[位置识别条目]
☆ ☆ ☆ ☆
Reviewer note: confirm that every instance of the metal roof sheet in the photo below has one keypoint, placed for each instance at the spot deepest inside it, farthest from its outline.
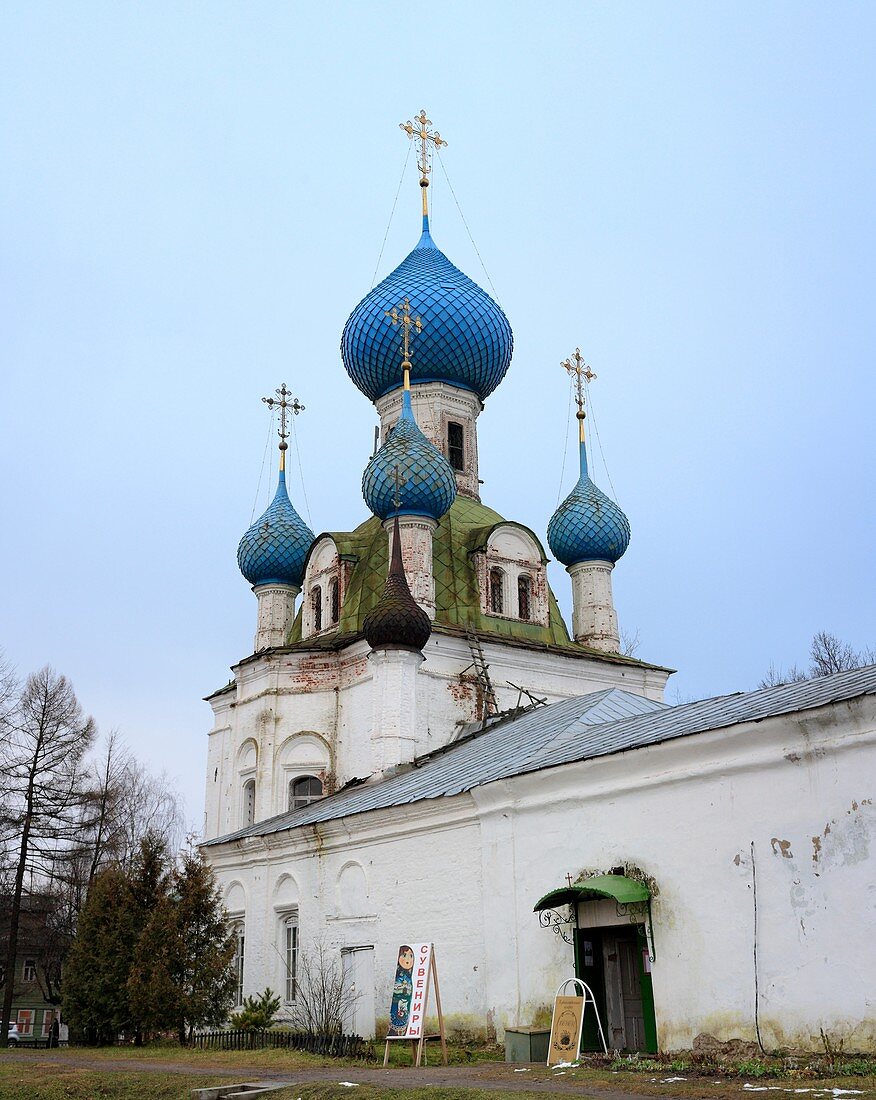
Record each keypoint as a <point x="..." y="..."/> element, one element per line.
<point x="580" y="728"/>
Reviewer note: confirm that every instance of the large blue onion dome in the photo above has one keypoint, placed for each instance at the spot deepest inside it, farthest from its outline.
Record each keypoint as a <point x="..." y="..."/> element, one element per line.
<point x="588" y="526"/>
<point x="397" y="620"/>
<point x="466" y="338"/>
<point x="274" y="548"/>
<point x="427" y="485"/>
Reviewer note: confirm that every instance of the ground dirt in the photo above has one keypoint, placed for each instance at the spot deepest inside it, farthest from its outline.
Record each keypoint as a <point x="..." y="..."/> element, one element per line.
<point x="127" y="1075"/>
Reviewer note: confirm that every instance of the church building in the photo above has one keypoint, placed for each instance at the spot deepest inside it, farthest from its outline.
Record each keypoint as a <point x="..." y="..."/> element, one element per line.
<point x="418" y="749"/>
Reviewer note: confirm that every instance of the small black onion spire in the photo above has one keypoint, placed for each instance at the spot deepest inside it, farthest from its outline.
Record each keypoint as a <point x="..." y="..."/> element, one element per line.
☆ ☆ ☆ ☆
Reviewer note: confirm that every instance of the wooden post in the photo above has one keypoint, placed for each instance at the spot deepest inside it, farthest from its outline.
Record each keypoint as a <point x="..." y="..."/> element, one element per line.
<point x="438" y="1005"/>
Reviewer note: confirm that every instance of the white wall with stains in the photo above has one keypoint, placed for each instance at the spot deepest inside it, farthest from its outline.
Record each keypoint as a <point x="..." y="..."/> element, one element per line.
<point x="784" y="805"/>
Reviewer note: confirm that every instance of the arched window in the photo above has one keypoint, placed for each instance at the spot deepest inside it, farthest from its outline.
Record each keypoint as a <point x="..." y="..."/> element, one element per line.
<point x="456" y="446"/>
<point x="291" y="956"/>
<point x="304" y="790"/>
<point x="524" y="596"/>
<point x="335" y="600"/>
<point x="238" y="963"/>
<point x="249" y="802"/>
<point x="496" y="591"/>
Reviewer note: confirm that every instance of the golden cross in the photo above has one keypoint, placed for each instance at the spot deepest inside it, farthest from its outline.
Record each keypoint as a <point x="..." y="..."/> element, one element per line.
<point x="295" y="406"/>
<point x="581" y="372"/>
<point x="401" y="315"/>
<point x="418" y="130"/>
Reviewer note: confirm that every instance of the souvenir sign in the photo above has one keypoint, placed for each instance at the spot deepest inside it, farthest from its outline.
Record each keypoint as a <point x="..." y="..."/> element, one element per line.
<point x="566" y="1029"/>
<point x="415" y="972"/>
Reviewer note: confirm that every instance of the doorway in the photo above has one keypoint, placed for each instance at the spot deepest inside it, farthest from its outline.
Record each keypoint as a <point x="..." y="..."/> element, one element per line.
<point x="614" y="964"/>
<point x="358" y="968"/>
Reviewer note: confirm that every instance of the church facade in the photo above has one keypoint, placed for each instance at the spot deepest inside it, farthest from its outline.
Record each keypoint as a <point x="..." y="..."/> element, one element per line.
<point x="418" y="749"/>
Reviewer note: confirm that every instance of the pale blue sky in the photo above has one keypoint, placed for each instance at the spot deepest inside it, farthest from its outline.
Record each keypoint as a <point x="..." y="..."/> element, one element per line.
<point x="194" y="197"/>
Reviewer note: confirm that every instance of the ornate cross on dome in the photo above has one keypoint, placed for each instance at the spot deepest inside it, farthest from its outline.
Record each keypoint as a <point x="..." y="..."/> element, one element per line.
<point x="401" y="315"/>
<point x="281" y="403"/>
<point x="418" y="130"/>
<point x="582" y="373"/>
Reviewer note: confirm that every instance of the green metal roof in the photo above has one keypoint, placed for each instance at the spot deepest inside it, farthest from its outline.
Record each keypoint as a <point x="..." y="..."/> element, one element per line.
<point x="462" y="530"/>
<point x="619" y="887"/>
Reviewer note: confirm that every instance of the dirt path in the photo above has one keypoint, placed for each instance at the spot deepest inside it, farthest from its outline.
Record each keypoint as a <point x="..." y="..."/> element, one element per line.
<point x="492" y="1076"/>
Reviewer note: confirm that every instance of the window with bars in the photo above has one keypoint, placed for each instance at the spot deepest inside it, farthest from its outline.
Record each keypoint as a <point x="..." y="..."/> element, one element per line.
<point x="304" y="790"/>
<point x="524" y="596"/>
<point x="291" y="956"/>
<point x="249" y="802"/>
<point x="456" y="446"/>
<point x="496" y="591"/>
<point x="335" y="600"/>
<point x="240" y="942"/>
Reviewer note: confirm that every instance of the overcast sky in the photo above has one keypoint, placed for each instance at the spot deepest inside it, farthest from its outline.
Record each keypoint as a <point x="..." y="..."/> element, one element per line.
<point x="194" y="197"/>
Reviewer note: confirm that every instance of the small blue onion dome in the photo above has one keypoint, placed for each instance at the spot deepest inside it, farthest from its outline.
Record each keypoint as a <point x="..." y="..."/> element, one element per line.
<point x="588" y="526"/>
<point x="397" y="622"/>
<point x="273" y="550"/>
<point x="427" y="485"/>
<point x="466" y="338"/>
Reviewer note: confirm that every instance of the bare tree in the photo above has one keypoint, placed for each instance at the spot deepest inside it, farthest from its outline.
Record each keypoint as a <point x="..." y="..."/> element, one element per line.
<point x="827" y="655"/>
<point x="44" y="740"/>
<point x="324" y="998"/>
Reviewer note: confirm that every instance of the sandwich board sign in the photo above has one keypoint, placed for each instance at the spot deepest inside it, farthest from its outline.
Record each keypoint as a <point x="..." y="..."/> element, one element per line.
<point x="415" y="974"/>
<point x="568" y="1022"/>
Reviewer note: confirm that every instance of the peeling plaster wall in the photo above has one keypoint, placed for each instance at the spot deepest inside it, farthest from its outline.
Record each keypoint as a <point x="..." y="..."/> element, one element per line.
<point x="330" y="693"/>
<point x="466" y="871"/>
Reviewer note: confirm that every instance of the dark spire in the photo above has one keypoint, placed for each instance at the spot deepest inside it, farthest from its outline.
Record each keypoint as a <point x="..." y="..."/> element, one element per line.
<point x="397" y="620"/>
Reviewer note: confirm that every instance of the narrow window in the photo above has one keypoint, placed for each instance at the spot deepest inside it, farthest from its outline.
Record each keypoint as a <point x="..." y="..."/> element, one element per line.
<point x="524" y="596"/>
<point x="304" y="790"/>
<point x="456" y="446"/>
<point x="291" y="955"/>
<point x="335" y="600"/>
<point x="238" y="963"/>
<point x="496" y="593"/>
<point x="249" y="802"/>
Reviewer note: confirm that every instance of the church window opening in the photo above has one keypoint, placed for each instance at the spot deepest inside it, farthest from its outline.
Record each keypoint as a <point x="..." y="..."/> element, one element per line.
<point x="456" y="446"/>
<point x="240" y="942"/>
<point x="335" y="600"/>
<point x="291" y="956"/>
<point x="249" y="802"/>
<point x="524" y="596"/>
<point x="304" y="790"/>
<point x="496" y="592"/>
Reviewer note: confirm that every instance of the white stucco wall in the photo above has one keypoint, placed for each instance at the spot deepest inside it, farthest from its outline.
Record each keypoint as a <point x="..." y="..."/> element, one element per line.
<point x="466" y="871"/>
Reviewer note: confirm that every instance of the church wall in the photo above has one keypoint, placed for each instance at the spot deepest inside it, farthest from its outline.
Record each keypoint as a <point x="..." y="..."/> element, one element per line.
☆ ☆ ☆ ☆
### 练习任务
列出上述记录中含有字符串“facade”的全部行，每行逐字照抄。

### 练习答案
Reviewer note: confirm that every instance of the church facade in the photo above has one keypoint, placed for each instance at the spot deepest inside it, farthest from its outline.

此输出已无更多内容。